=== Data ===
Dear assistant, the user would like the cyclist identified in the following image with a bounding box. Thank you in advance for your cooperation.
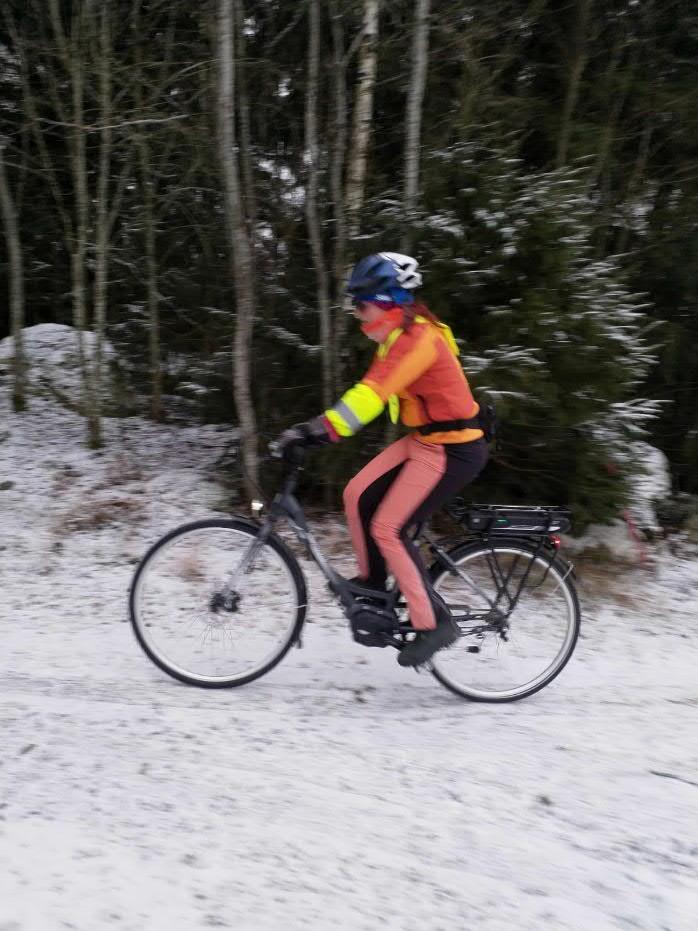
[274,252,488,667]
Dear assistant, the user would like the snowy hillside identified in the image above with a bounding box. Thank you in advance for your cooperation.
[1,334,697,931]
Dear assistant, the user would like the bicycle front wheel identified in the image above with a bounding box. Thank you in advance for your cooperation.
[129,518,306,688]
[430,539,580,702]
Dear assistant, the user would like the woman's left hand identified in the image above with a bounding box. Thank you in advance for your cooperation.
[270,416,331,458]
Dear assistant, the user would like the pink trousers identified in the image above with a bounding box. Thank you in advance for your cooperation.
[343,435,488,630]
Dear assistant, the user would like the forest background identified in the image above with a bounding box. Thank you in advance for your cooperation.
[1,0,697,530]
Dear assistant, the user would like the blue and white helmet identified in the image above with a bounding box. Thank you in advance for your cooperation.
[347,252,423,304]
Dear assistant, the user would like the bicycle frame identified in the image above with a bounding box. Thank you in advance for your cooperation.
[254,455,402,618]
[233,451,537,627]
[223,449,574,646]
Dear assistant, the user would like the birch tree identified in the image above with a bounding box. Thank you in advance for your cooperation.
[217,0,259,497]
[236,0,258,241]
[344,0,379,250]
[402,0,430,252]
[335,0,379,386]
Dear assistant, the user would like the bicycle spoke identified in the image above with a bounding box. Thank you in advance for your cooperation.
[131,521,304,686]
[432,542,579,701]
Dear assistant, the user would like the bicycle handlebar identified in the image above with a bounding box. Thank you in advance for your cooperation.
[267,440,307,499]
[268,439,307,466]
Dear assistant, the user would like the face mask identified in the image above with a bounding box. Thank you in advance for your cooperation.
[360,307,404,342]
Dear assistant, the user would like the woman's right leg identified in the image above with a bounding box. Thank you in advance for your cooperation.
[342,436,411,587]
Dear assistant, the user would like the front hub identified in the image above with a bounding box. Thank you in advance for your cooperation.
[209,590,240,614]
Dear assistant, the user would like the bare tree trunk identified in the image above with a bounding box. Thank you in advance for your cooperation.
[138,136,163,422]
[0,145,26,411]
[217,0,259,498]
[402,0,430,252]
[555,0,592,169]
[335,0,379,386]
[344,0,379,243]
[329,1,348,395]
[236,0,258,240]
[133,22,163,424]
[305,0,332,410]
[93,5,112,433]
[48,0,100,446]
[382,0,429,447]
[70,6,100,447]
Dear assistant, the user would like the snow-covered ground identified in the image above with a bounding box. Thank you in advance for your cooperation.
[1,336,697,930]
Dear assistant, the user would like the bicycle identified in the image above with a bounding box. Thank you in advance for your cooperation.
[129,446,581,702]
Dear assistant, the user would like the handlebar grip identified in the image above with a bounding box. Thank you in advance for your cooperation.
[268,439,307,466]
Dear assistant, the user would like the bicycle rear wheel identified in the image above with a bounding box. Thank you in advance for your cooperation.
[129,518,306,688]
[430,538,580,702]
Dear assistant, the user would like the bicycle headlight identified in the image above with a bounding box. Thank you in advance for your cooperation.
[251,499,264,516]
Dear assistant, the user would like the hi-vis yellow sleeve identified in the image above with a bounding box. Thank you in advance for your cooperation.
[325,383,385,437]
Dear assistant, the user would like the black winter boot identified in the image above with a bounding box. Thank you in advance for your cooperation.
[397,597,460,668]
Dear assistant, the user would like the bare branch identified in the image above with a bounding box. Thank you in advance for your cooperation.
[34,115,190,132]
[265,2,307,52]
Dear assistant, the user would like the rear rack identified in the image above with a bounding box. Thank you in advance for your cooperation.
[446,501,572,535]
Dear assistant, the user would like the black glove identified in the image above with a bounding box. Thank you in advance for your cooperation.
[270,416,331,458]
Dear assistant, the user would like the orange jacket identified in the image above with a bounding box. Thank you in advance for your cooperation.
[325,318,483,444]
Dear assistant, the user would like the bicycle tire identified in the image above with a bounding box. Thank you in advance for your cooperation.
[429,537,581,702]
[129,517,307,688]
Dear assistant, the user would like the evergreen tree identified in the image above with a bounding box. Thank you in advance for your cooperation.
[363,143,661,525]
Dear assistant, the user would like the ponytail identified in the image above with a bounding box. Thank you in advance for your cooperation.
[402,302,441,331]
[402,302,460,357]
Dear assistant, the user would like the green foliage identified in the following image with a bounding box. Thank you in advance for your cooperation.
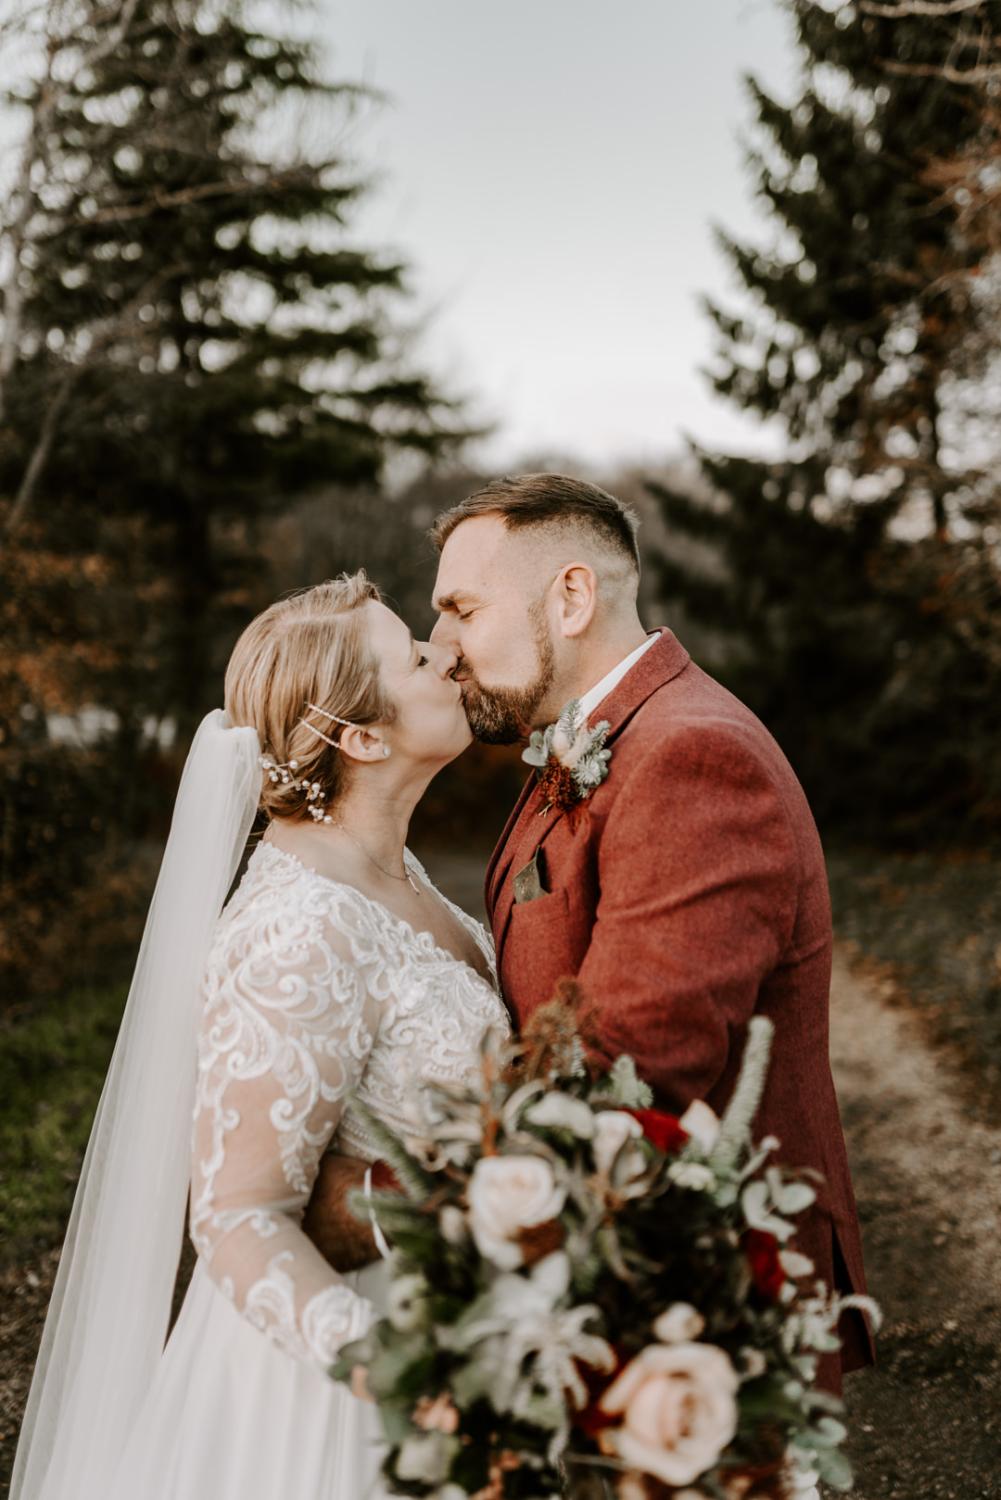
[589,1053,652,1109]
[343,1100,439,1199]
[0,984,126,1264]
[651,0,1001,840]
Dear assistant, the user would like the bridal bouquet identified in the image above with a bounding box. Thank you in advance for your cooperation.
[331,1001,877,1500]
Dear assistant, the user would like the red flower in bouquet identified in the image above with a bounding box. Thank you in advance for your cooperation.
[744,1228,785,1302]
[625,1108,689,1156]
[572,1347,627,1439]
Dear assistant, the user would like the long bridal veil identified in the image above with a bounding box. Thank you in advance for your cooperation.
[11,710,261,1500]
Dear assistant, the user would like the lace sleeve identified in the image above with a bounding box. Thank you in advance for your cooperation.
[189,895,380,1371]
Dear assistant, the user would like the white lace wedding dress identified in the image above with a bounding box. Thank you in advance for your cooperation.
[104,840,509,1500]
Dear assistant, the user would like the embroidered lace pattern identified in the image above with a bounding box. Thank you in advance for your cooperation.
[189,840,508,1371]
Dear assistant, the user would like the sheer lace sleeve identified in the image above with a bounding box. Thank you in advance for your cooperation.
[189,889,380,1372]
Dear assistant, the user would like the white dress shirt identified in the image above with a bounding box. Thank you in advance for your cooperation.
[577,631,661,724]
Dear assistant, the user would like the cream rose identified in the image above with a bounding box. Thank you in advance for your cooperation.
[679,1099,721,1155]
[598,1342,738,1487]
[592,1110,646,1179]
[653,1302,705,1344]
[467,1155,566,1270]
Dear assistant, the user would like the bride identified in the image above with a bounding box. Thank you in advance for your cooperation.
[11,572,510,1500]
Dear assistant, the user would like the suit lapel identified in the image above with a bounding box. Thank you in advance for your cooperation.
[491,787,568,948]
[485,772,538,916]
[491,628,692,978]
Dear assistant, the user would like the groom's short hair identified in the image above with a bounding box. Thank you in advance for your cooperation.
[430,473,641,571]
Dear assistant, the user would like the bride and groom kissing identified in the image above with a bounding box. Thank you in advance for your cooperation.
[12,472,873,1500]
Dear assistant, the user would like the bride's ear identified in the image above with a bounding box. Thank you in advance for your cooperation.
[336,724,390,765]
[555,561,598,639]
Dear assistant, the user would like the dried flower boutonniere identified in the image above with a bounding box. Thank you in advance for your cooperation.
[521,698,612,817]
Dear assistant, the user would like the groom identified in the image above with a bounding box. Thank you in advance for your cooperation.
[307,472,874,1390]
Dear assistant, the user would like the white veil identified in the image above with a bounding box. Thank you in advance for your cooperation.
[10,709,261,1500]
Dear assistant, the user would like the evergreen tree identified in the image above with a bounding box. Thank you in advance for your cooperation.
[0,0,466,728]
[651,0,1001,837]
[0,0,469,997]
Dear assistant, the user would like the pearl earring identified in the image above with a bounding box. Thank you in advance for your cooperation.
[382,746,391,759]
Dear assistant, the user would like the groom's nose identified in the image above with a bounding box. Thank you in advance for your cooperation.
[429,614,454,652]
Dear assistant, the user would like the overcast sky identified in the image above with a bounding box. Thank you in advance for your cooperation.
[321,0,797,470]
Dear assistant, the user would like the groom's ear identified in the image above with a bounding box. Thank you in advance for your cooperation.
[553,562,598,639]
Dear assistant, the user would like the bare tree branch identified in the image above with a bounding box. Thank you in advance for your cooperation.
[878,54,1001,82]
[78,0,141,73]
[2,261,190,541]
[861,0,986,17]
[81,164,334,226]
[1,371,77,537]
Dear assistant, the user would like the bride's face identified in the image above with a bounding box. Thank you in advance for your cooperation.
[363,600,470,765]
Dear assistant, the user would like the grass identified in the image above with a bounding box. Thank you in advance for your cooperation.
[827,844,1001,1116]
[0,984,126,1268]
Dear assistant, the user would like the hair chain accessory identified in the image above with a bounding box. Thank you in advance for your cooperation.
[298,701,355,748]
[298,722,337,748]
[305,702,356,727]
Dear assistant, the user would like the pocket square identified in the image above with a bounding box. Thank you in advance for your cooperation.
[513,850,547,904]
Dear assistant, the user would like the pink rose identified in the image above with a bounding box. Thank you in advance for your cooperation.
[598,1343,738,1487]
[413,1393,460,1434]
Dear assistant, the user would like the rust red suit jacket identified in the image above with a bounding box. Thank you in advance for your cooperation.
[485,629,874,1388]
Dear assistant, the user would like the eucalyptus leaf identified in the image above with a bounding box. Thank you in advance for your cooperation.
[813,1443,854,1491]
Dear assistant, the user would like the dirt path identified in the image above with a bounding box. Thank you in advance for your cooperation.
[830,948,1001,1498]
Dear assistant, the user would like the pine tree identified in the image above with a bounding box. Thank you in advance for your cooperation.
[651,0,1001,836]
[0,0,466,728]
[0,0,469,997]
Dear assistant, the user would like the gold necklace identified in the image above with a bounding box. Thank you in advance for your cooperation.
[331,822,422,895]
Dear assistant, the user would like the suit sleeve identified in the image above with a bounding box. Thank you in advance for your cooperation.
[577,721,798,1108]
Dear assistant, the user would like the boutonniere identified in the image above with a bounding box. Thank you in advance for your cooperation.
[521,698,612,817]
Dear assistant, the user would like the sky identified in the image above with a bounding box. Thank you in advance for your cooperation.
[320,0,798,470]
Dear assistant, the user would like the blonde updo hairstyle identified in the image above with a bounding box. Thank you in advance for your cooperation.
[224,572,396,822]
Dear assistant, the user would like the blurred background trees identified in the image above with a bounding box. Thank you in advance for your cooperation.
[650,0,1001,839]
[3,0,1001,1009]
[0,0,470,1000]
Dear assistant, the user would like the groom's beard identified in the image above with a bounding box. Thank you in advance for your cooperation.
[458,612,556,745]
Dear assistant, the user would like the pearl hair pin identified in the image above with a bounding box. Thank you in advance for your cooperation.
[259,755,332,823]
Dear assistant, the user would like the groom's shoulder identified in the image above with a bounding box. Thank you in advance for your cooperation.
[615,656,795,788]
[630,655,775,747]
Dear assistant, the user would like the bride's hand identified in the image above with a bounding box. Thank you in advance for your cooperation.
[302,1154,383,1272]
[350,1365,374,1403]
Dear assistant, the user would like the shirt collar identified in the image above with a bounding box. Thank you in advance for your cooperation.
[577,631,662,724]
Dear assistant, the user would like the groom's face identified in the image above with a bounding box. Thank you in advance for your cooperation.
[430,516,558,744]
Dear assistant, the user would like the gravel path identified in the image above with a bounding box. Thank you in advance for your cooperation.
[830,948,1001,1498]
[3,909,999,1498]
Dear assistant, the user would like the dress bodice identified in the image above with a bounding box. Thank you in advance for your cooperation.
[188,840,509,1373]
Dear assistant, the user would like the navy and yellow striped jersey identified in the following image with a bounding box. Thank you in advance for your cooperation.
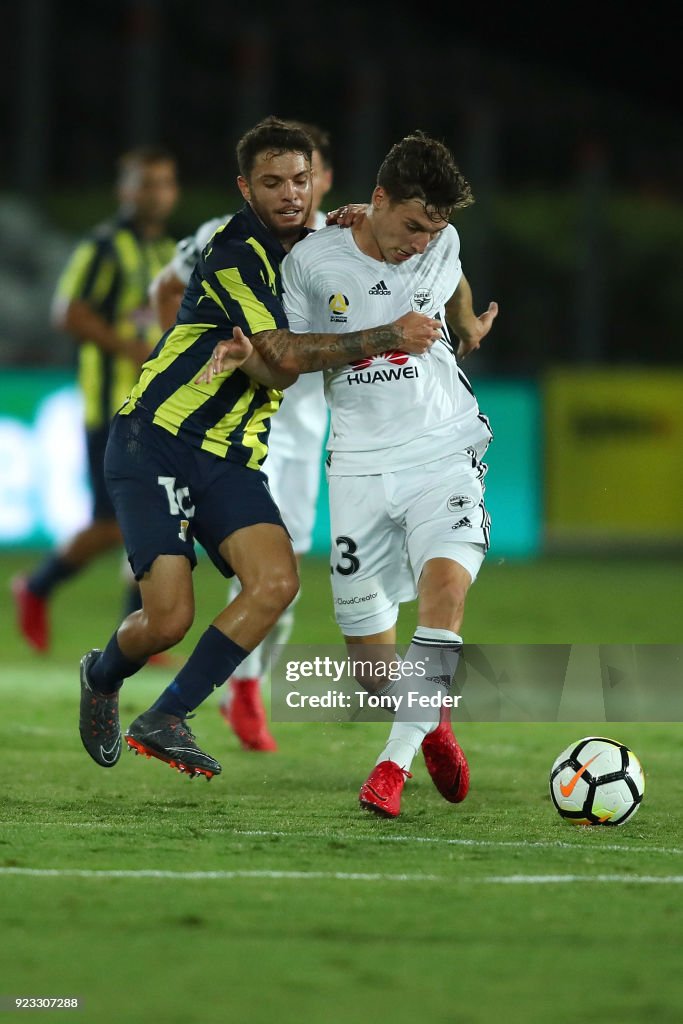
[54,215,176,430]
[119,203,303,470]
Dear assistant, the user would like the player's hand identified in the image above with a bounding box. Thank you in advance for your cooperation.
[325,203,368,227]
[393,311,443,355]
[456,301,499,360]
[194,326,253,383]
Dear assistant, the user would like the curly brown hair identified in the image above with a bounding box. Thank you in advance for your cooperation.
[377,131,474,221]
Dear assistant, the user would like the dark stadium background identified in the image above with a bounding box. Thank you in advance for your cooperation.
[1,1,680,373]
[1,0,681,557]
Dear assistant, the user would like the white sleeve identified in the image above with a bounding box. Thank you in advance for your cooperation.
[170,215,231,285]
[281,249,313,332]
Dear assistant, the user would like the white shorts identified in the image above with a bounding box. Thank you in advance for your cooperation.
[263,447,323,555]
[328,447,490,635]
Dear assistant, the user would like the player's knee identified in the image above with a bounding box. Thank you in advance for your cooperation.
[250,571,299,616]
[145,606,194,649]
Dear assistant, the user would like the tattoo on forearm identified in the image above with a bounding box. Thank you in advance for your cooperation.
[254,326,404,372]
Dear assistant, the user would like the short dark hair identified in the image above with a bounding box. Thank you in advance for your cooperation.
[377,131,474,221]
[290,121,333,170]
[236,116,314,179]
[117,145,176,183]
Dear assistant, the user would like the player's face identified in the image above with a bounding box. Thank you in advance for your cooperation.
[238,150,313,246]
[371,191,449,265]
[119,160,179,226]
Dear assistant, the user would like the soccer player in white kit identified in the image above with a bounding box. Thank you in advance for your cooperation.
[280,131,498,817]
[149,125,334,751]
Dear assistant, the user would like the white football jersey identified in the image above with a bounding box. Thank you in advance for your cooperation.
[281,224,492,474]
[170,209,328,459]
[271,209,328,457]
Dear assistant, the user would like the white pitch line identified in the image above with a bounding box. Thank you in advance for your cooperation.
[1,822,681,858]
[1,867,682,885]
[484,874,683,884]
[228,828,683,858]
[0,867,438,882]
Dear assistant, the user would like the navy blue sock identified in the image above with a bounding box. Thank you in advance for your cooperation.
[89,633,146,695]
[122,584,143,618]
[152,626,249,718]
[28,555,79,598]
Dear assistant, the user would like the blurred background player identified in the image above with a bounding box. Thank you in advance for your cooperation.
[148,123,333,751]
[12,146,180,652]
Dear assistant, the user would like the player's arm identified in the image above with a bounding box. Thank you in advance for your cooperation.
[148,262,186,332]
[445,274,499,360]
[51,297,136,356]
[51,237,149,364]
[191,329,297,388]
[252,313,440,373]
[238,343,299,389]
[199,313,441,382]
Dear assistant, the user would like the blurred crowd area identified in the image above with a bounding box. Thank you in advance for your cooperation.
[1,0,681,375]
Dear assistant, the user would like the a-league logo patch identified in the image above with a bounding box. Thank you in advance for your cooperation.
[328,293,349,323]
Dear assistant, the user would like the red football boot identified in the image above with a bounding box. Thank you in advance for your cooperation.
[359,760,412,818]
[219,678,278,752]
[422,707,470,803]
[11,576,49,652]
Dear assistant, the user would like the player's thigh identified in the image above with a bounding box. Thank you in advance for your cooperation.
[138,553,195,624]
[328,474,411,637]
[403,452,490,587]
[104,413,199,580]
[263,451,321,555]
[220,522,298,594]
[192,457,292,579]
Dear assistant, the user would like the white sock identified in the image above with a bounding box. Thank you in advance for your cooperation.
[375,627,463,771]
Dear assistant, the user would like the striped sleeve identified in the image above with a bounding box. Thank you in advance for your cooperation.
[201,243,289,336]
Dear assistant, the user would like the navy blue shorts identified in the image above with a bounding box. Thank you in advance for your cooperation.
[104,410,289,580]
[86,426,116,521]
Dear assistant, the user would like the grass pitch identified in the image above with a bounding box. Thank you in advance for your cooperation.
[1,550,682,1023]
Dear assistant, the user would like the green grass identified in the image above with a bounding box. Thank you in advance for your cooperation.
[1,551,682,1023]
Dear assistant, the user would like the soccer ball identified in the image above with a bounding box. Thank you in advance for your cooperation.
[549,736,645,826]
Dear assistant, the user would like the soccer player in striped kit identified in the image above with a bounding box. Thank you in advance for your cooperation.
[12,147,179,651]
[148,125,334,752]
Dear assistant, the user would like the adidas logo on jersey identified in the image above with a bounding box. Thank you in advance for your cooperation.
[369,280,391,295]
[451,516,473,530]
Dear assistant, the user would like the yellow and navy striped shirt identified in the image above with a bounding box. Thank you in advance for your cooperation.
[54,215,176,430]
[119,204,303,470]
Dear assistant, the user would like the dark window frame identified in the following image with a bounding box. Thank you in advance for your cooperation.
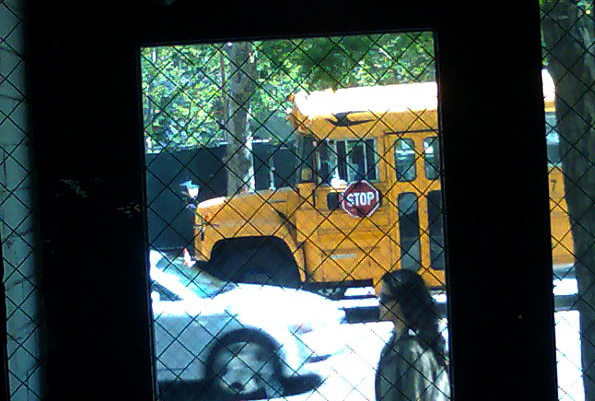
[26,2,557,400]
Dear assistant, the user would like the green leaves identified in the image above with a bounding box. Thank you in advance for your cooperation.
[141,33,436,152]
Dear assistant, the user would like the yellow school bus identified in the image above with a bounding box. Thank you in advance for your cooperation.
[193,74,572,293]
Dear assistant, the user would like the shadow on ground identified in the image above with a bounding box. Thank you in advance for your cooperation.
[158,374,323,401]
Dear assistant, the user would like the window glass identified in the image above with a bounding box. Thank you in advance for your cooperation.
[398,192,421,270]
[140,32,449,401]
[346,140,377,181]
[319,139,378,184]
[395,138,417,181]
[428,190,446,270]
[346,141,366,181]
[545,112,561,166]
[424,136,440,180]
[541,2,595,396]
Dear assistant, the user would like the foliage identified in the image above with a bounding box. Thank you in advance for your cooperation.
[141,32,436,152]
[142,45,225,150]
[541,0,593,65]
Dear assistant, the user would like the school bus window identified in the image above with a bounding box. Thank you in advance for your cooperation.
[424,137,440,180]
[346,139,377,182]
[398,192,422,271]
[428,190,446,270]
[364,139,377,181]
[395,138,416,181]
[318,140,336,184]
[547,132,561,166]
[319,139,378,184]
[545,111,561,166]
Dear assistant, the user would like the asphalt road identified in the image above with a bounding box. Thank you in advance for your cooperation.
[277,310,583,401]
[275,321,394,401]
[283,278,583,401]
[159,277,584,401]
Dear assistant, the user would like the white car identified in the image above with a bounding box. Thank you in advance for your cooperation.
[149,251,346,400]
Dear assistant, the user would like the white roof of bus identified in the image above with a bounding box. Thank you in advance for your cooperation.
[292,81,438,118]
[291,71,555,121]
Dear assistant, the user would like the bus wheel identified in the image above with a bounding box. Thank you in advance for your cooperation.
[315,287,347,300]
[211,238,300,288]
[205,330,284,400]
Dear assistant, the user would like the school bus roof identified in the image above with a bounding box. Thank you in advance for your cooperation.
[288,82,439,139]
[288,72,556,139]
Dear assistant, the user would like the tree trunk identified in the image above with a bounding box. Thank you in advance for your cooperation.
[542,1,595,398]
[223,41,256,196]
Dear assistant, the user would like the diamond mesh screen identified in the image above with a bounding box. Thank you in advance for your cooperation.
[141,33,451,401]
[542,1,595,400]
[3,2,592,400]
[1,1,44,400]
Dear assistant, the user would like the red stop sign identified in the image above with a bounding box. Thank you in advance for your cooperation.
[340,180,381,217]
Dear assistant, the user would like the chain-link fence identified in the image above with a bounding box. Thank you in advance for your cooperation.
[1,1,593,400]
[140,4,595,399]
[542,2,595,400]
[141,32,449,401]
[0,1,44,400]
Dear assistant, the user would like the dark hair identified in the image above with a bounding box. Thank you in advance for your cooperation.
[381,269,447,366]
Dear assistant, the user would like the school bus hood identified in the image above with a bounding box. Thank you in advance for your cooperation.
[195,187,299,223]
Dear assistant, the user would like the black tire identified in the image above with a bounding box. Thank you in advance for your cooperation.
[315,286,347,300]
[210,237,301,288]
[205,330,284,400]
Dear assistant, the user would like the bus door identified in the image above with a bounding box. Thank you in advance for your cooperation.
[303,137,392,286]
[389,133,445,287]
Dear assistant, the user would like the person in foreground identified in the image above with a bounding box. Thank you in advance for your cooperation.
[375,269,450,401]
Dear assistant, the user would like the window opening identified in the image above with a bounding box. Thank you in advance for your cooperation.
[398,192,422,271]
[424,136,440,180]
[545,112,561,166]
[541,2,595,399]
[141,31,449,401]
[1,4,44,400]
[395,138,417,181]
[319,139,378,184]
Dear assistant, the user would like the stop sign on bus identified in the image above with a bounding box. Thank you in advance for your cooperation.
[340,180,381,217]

=== Task goal ===
Give exactly the lines from the one with "Dear assistant, the user would like the dark hair" to the end of the entries, nothing before them.

=== Task response ===
Dear assistant, the user would like the dark hair identified in the image above with a bounding box. Thank you in advance for your cooperation.
[381,269,447,366]
Dear assistant, the user would like the school bus hood identified in the image above with a bounding box. Thank you in advance for your cooperation.
[195,187,299,223]
Dear assistant, the user would like the black tire identified in the image above with a bounding box. Thank you in advance for your cooperation.
[315,286,347,300]
[210,237,301,288]
[205,330,284,400]
Dear assistant, the user would like the bus door identified in the image above with a bounding box. Thank you in advance for your cooperation.
[303,137,392,286]
[389,133,445,287]
Dear assistant, the user would like the person in foreground identified in the image above with a bounding box. Thank you in advance for your cooperation.
[375,269,450,401]
Dear assistant, the user would like the window opening identified in the image above with a bounding box. Thank you in advance for your cooperation.
[398,192,422,271]
[424,136,440,180]
[545,112,561,166]
[541,2,595,399]
[141,31,449,401]
[1,4,44,400]
[395,138,417,181]
[319,139,378,184]
Dear assistant, the user would like the stop sign on bus identified in the image above with a bounding box. Thank you in advance for your cooperation.
[340,180,381,217]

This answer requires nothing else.